● Recorded information
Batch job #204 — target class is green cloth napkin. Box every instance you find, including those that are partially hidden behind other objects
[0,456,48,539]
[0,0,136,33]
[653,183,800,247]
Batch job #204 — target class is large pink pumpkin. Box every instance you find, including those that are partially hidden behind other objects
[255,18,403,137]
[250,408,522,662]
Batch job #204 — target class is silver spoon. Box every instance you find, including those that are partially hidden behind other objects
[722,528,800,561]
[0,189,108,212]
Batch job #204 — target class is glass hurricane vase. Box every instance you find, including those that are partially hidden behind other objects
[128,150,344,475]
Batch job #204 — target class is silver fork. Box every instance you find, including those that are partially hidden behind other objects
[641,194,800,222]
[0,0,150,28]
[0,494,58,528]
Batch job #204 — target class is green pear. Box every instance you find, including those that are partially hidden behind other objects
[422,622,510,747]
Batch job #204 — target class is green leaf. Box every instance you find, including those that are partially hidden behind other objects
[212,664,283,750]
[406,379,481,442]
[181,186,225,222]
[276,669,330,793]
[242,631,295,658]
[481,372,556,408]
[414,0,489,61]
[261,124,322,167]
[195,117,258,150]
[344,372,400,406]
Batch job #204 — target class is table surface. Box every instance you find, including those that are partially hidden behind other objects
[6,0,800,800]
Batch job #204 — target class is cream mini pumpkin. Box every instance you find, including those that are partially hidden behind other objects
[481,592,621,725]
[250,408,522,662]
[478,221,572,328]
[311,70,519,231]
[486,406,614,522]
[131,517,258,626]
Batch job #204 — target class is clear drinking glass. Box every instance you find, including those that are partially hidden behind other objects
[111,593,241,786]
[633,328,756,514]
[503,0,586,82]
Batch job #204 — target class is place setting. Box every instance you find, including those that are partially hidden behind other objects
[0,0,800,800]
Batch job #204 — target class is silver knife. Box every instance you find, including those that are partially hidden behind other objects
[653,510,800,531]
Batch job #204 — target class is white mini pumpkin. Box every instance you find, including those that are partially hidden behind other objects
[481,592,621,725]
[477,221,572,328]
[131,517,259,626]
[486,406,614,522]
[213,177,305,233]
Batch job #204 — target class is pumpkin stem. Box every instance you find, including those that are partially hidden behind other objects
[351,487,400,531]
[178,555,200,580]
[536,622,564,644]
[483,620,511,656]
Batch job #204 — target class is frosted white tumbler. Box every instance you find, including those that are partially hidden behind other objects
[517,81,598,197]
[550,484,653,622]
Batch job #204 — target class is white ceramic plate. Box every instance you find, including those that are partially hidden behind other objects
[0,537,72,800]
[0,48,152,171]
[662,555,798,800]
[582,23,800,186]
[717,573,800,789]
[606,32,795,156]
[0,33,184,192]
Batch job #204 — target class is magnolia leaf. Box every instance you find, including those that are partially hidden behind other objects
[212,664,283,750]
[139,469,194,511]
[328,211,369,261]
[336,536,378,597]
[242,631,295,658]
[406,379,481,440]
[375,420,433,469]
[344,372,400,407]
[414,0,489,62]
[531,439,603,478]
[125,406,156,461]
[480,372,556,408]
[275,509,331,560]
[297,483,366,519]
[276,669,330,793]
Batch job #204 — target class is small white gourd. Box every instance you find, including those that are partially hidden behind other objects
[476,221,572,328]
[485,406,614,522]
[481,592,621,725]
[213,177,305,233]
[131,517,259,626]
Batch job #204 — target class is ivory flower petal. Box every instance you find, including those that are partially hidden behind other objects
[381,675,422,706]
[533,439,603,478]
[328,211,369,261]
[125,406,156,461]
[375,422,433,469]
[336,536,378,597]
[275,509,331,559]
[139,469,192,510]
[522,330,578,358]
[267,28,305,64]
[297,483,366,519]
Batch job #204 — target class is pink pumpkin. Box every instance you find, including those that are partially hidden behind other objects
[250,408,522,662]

● Objective
Present all of the entries above as a numbered list, with any blank lines removed.

● Right answer
1. Batch job #204 — target class is green cloth napkin. Box every instance you find, including those that are partially hidden behind other objects
2. [0,456,48,539]
3. [0,0,136,33]
4. [653,183,800,247]
5. Batch job #204 — target class is large pink pumpkin. Box every instance you find, including those that are partially hidden behind other objects
6. [255,18,403,137]
7. [250,408,522,662]
8. Batch job #204 — target class is silver spoon. Box every instance you find, including those that are partially hidden behind other objects
9. [722,528,800,561]
10. [0,189,108,212]
11. Batch job #204 — target class is glass hurricane vase. Box every instance you find, including those that are partially hidden behind other objects
12. [128,150,344,475]
13. Batch job #204 — target class is silver fork. Box every instance you find, including those that are partially hidden behind other objects
14. [641,194,800,222]
15. [0,0,150,28]
16. [0,494,58,528]
17. Batch job #204 — target class is green pear. Box every instance you find, including those that are partially hidden behind other objects
18. [422,622,510,747]
19. Batch job #204 — target class is green leaf. Box every instance you find, including those that are partially hidden behind other objects
20. [212,664,283,750]
21. [406,379,481,442]
22. [181,186,225,222]
23. [276,669,330,793]
24. [242,631,295,658]
25. [481,372,556,408]
26. [414,0,489,61]
27. [261,124,322,167]
28. [195,117,258,150]
29. [344,372,400,406]
30. Batch job #204 — target class is table surface. Box every instance you find, including those that are partially hidden behind other objects
31. [6,0,800,800]
32. Batch job #204 — target class is cream mini pumpkin. Box every instance you find, including those that are partially hidden behind other objects
33. [481,592,621,725]
34. [250,408,522,662]
35. [478,221,572,328]
36. [311,70,519,231]
37. [486,406,614,522]
38. [131,517,258,626]
39. Batch job #204 — target class is clear drinking glass. Box every instance you find, including those that are partially hidden behind other objects
40. [111,593,241,786]
41. [633,328,756,514]
42. [503,0,586,82]
43. Batch job #204 — target class is place setting. Box every instance you find, including those that are partially hidden behind other objects
44. [0,0,800,800]
45. Batch job #204 — target class is silver knife. Box every instance you find, including those that are partially hidden behind other objects
46. [653,510,800,531]
47. Batch job #204 — target class is white mini pumpkin. Box every instance you find, including those that are partially hidden behind other objects
48. [481,592,621,725]
49. [477,221,572,328]
50. [131,517,259,626]
51. [486,406,614,522]
52. [213,177,305,233]
53. Batch job #204 — target class is pumpkin stem. Box every instance you find, including those that are partially hidden behind other objects
54. [351,487,400,531]
55. [178,555,200,580]
56. [536,622,564,644]
57. [483,620,511,656]
58. Batch job #204 — target class is frosted white tumbler. Box every instance you find, including those that are partially hidden behind other objects
59. [517,81,598,197]
60. [550,484,653,622]
61. Batch job #204 — target class is white ceramic plate. Box every instance you find, including those that are partially hidden behind other objects
62. [0,537,72,800]
63. [0,48,152,171]
64. [662,555,798,800]
65. [582,23,800,186]
66. [717,573,800,789]
67. [606,32,795,156]
68. [0,33,184,192]
69. Batch job #204 — target class is magnolia leaf. Box every instance you find, including those that are partially hidden behind other objects
70. [212,664,283,750]
71. [139,469,194,511]
72. [328,211,369,261]
73. [336,536,378,597]
74. [242,631,295,658]
75. [406,379,481,440]
76. [375,420,433,469]
77. [344,372,400,407]
78. [414,0,489,62]
79. [531,439,603,478]
80. [125,406,156,461]
81. [480,372,556,408]
82. [275,509,331,560]
83. [297,483,366,519]
84. [276,669,330,793]
85. Batch job #204 — target class is small white gourd. Box every instance you find, including those that are partially hidden behind other objects
86. [476,221,572,328]
87. [485,406,614,522]
88. [481,592,621,725]
89. [213,177,305,233]
90. [131,517,259,626]
91. Batch job #204 — target class is ivory flower petal. Box every instance you find, including those that are partially hidden behind other objects
92. [381,675,422,706]
93. [533,439,603,478]
94. [328,211,369,261]
95. [125,406,156,461]
96. [375,422,433,469]
97. [336,536,378,597]
98. [275,509,331,559]
99. [139,469,192,510]
100. [522,330,578,358]
101. [267,28,305,64]
102. [297,483,366,519]
103. Batch job #204 — target class is pink pumpkin. Box every instance you find, including those that are partially hidden behind other objects
104. [250,408,522,662]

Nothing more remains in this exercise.